DO THIS - Retype all of the data. Every line must match exactly.

RECORDS FOR THE EXERCISE -
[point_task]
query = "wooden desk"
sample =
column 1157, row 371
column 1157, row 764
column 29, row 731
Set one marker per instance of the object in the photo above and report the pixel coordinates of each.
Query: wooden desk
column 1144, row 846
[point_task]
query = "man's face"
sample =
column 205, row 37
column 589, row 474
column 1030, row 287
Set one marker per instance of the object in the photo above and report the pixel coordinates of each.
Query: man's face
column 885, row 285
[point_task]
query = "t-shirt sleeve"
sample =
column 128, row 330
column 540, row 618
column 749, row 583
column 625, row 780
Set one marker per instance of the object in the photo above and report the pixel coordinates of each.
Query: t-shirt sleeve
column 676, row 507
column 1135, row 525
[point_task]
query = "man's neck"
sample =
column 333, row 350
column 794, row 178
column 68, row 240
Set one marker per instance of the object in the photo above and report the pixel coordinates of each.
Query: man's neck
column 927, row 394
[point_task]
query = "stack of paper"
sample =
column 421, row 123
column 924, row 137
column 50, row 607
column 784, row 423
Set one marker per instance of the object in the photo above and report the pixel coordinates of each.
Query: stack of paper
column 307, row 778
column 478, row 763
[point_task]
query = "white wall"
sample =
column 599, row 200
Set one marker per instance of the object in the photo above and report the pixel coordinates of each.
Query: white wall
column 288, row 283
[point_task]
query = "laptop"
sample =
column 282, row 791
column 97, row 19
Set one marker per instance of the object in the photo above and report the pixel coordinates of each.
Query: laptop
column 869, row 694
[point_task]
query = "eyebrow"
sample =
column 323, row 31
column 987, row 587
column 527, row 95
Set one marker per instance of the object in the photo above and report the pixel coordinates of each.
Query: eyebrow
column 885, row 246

ANSWER TO THIS PROBLEM -
[point_task]
query = "wooden desk"
sample =
column 1157, row 371
column 1157, row 764
column 29, row 731
Set one marker per instance of the object in the photo above and report the pixel coordinates of each.
Query: wooden desk
column 1144, row 846
[point_task]
query = "man's face"
sample =
column 205, row 37
column 589, row 474
column 1030, row 287
Set one marker per instance of the object in the photo above and report the pixel coordinates of each.
Query: man's face
column 885, row 285
[point_task]
query = "t-shirt sleeve"
sample =
column 128, row 330
column 540, row 618
column 749, row 583
column 625, row 780
Set one marker per instance of the object in the photo above and report the pixel coordinates of each.
Query: t-shirt sleeve
column 676, row 507
column 1135, row 525
[point_task]
query = "man's neck"
sample =
column 333, row 350
column 794, row 178
column 68, row 240
Set one marker per instance of the object in the photo above and report the pixel coordinates of each.
Query: man's neck
column 927, row 394
[point_task]
query = "stack of paper"
sample =
column 421, row 123
column 924, row 137
column 50, row 607
column 784, row 423
Set one marker per instance of the object in the photo above and report the pixel coordinates of each.
Query: stack of paper
column 307, row 778
column 478, row 763
[point_task]
query = "white wall"
sample =
column 599, row 200
Set one marker per instance of the object in the photo above and report the pixel coordinates of each.
Query: white wall
column 288, row 283
[point_task]
query = "laptop"
sample =
column 282, row 791
column 97, row 19
Set one marker per instance of the object in the photo above and report the pixel coordinates of each.
Query: laptop
column 869, row 694
[point_task]
query = "eyebrow"
sample =
column 323, row 31
column 987, row 587
column 527, row 95
Set one marker per instance of the object in the photo above and report the pixel coordinates of each.
Query: eyebrow
column 885, row 246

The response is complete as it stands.